[Location labeling listing]
______
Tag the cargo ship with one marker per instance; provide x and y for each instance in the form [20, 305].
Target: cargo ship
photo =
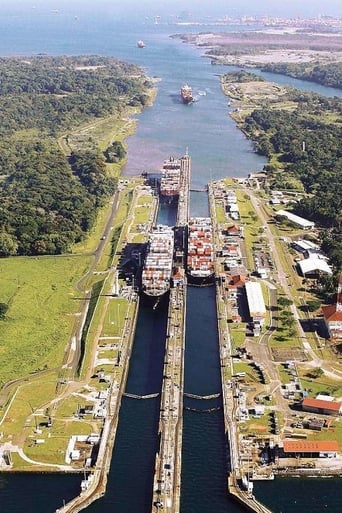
[200, 256]
[186, 94]
[157, 270]
[170, 181]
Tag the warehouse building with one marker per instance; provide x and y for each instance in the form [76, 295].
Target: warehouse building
[310, 448]
[256, 304]
[324, 407]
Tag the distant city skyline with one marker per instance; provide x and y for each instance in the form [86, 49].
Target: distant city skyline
[290, 8]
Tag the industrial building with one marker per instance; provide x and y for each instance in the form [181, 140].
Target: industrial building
[299, 221]
[324, 407]
[256, 304]
[310, 448]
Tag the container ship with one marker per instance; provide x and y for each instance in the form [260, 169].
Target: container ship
[200, 257]
[170, 181]
[157, 270]
[186, 94]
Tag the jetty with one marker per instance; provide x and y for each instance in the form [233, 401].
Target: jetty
[237, 482]
[167, 476]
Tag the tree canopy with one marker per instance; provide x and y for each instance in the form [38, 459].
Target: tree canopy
[48, 201]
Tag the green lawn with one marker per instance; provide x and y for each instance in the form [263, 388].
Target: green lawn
[42, 302]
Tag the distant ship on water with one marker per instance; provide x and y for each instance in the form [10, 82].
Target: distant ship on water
[186, 94]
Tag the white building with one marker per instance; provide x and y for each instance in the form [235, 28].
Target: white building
[300, 221]
[256, 303]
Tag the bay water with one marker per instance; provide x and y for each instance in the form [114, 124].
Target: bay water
[217, 149]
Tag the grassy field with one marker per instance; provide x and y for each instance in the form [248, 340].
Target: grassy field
[42, 297]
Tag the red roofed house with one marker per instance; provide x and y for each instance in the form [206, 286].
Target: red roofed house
[333, 314]
[310, 448]
[234, 230]
[321, 406]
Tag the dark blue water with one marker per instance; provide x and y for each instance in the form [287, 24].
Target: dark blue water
[218, 149]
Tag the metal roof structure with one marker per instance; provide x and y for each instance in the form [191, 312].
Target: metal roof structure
[255, 298]
[304, 223]
[314, 264]
[310, 402]
[310, 446]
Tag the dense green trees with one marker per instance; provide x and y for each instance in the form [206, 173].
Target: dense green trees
[47, 203]
[308, 148]
[305, 146]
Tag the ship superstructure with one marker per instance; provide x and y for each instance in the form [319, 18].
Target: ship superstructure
[200, 258]
[158, 264]
[170, 179]
[186, 94]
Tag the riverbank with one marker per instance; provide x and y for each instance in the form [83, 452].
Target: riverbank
[85, 409]
[267, 46]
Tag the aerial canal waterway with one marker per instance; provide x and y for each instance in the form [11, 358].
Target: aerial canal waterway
[218, 149]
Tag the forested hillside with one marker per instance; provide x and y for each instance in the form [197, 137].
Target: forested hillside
[304, 144]
[49, 202]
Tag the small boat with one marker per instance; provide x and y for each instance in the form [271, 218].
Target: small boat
[186, 94]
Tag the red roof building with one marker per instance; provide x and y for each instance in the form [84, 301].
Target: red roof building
[310, 447]
[321, 406]
[333, 314]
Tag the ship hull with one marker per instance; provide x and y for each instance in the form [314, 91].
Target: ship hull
[186, 94]
[200, 256]
[157, 270]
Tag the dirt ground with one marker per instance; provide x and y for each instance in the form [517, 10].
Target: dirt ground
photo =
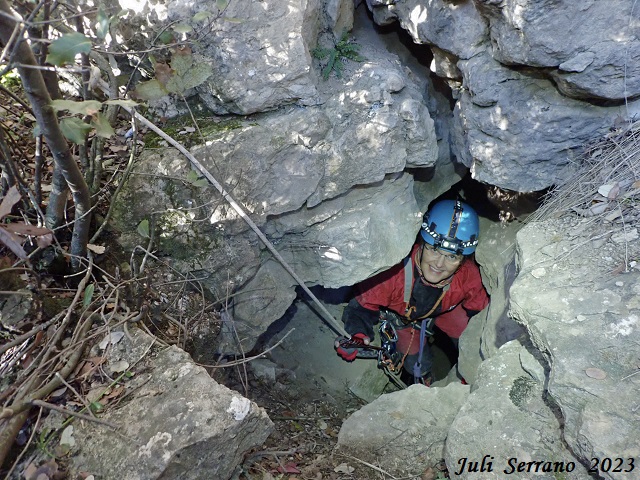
[311, 396]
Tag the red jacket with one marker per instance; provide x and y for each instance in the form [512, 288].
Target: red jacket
[465, 293]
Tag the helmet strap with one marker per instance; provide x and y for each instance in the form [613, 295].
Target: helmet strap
______
» Written task:
Print the entire listing above again without any alteration, leaving out the pictures.

» Written answer:
Tag the cargo ship with one marker per instance; provide x and y for each instance in the form [20, 305].
Target: cargo ship
photo =
[200, 256]
[186, 94]
[157, 270]
[170, 181]
Tag the warehouse building with one marker per instance; provide x and y for each instance in the form [76, 295].
Target: warehouse building
[310, 448]
[256, 304]
[324, 407]
Tag the distant city skyline with one marker per instance; provide x and y for each instance in the form [86, 49].
Target: distant city skyline
[290, 8]
Tag the industrial building with one marker per instance; provide x and y for each instance in the form [181, 140].
Target: industrial building
[299, 221]
[324, 407]
[256, 304]
[310, 448]
Tag the container ship with one marker per instance; provide x and y for each instance in the form [260, 169].
Target: container ship
[200, 257]
[170, 181]
[157, 270]
[186, 94]
Tag the jetty with one marker per instance; provide x and y for each instance in the form [233, 401].
Target: jetty
[237, 482]
[167, 476]
Tag the tree canopy with one marker per instance; provide x and y for each instance in the form [38, 459].
Target: tree canopy
[48, 201]
Tag the green lawn with one marker per instance; provide x and y for each instance in the form [263, 388].
Target: green lawn
[42, 302]
Tag the distant ship on water with one marker per instance; provide x and y for each instance in the form [10, 82].
Target: distant ship on water
[186, 94]
Tag the white building with one marker per instance; provide x and y for each instance in the form [235, 28].
Target: white building
[300, 221]
[256, 303]
Tag the bay water with one marker per instance; provide x and y for each instance in the form [114, 124].
Target: bay water
[217, 149]
Tag the grassy field with one marker per instance; provide x and y for each instance in the form [248, 340].
Target: grassy field
[42, 297]
Tag the red roofed house with one marker per instance; provide x and y for each instance in the form [206, 286].
Target: red roofed house
[333, 314]
[310, 448]
[234, 230]
[321, 406]
Tag the dark blue water with one marker per instance; provide x and y for each instance in the form [287, 24].
Target: dark blue water
[218, 149]
Tag the metal roof structure with one marker per instance; provide x and y for each instance in the form [191, 312].
Target: metal roof structure
[255, 298]
[304, 223]
[314, 264]
[310, 402]
[310, 446]
Tag the dense green trees with one marker per instance; provide x and y for each instance in the form [206, 173].
Target: dense green trees
[47, 203]
[308, 148]
[305, 146]
Tag the ship superstructure with one marker per instance; provide x and y for each instance in the form [319, 18].
Target: ship superstructure
[200, 258]
[158, 264]
[170, 179]
[186, 94]
Tag the riverbank with one marker per instance; provide x and y for each instance in the form [83, 452].
Target: riverbank
[85, 409]
[267, 46]
Tag the aerial canal waterway with one marker per instance; provide x and y for each instance in the form [11, 358].
Target: aerial canal waterway
[218, 149]
Tag the forested hillside with one marker per instance; provide x and y for each instance in the form [197, 137].
Target: forested hillside
[304, 144]
[49, 202]
Tag the small boat with one marker per instance; provide x and y for each instance in the form [271, 218].
Target: small boat
[186, 94]
Tag the red roof building with one marker per instance; provide x and y for each instance in the form [84, 301].
Target: red roof building
[310, 447]
[321, 406]
[333, 314]
Tag the ship hull with one marker per instance; provide x and y for each instance in the form [314, 91].
Target: ship hull
[186, 94]
[200, 256]
[157, 270]
Tag the dirt ground with one marker per instance; provide x and y for each instance in the form [517, 10].
Target: dirt ground
photo =
[311, 396]
Tag the red jacket with one marker per instance; provide x and y for each instance in the form [512, 288].
Target: red jacket
[465, 293]
Tag the helmet strap with one marker per instance; provide x and y for each instance in the form [613, 295].
Target: helmet strap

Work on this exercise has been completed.